■ **Tasks to perform**
1. In the essay about a father's legacy, how many years will this Father's Day mark since the writer's dad died?
2. Carry on the essay about a father's legacy, picking up right after its final sentence.

■ **Text**
□ □ □ □
Profound impact of a father’s legacy
This Father's Day will be 21 years since my dad's death. I've now lived longer without him than I did with. Every day, I wake up grateful for what he worked so hard to provide for me: a good education, financial security and back-up. I know I'm very lucky though I've come to realise, a father's legacy is far more than any monetary provision.
Our dads, or closest male influence, teach us what men do and what to expect of men. They role model for us through how they relate what fathers are, what husbands are, and sons. They demonstrate interacting with the outside world.
Dads have a profound impact. Their reverberations can be experienced throughout generations. Statistics indicate the tragic knock-on effects of abuse but what of the other extremes? My dad was a great provider but this meant he was away on business — a lot.
When he was home, it's fair to say he wasn't hugely emotionally available. There was a big generational gap and perhaps he struggled relating with “little girl stuff”; he was not one for tea parties.
There are varying degrees of absence. My picture of childhood is being raised by a strong, practical, caring mother. Dad was just a behind-the-scenes guy, someone to threaten us with if we were getting unruly.
It shouldn't surprise me that when I grew up I would, in turn, be attracted to emotionally unavailable, dominant fellas who were reluctant to engage. They fit my experience of what a man is and does, despite not making me happy.
□ □ □ □
■ **Entries provided**

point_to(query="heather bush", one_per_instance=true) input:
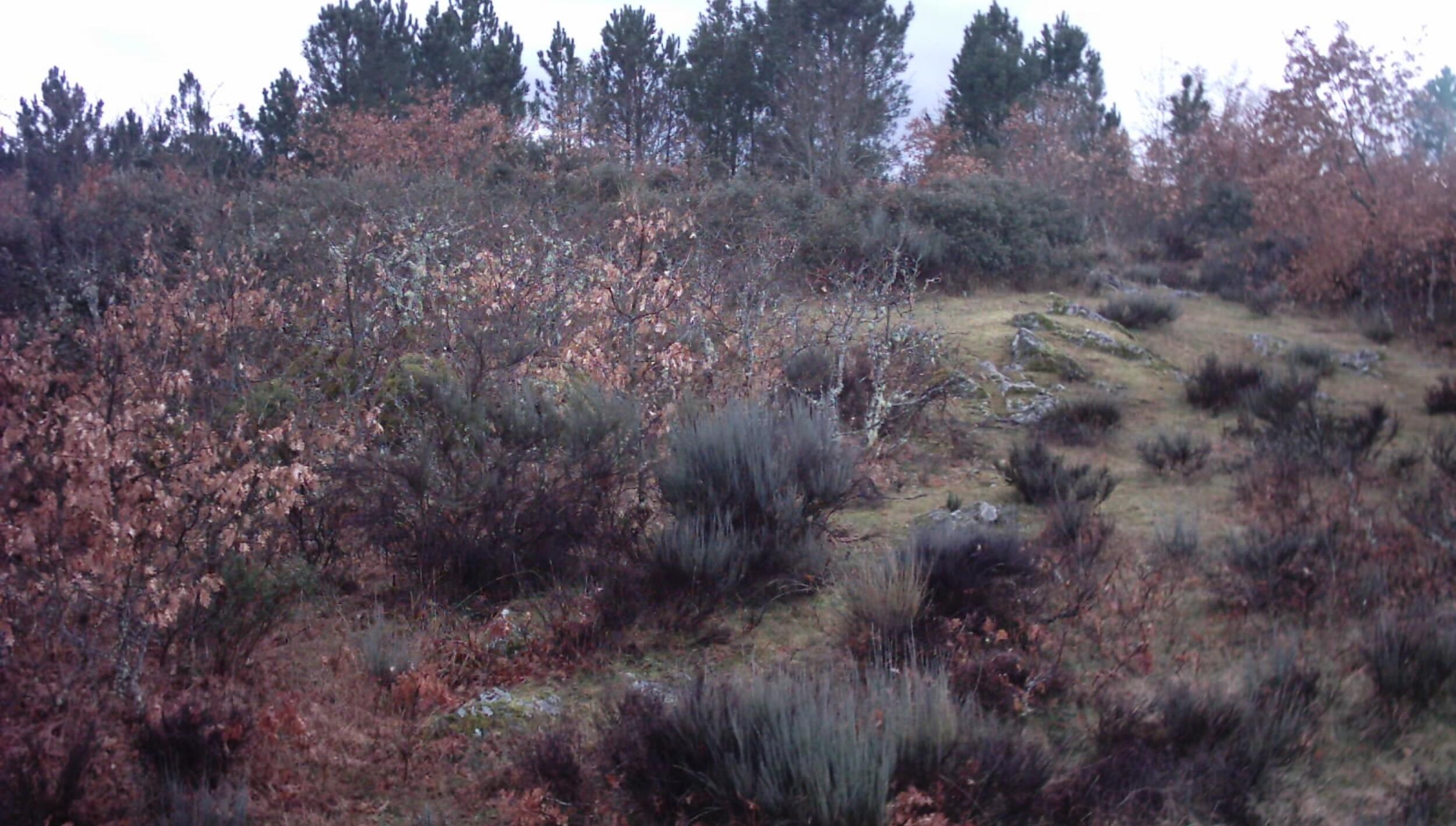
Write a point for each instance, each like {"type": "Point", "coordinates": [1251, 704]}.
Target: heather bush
□ □ □ □
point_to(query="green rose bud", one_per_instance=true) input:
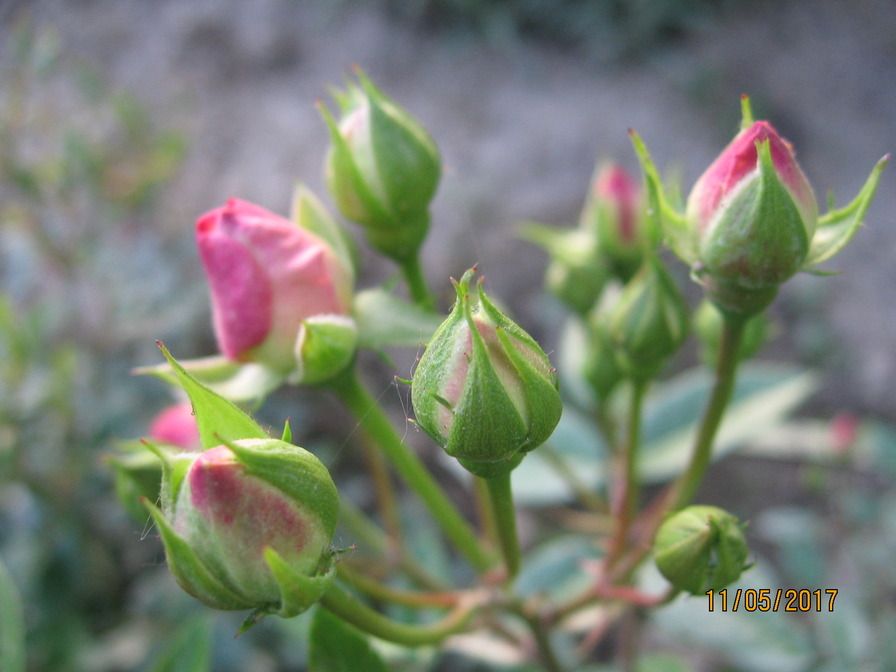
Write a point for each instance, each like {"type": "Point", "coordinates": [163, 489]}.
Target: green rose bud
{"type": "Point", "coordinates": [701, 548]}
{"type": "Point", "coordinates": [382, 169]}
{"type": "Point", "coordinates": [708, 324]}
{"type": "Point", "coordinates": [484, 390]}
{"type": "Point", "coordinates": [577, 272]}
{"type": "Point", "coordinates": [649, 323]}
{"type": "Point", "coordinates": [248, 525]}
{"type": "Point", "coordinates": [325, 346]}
□ □ □ □
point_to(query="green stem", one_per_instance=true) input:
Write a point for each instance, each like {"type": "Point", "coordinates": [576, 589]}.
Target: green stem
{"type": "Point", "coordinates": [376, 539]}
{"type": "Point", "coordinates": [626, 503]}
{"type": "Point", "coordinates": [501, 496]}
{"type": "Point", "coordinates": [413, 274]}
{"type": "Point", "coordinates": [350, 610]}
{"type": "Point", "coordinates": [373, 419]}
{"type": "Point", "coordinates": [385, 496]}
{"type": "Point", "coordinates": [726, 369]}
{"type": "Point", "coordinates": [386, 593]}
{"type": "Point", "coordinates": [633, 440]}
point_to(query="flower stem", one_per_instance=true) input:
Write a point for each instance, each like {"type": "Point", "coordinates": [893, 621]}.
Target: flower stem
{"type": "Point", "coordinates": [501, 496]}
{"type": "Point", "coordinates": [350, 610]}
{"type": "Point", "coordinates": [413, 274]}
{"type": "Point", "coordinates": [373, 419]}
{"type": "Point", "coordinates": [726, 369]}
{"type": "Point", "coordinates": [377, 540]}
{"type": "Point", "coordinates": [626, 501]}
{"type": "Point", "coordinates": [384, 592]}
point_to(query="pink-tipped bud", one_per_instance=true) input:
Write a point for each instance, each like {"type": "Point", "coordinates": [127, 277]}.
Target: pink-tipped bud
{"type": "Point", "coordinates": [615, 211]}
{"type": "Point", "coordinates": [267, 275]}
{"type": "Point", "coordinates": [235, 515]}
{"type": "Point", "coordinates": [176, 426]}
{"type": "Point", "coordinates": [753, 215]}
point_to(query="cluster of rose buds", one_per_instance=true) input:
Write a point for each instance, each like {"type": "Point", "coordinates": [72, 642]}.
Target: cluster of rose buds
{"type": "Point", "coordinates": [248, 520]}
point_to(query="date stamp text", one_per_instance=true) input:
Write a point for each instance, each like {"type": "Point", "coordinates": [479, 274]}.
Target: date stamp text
□ □ □ □
■ **Exercise results**
1. 21 years.

2.
During my divorce I wasn't hugely mindful of my ex-husband's role because I figured that, like me, all you needed was a strong mother. I was subconsciously perpetuating all my childhood patterns.
It took the self-study and personal-awareness journey I embarked on when I began coaching, to start seeing how my past had influenced my present — and how I would continue the cycle unless I made changes.
What can we do if our dads just weren't there or died or worse: took out their inherited lack of understanding on us? Are we doomed to follow in their footsteps? No. Recognising our patterns is the first step to changing them. We can actually learn to re-parent ourselves. It involves breaking our subconscious templates and learning to make conscious choices about our identities and how we relate to others.
This work falls beyond the realms of coaching, but I share my very personal experience with it because I consider its consequences so significant. I can, at least, provide resources and offer recommendations if this narrative strikes a chord.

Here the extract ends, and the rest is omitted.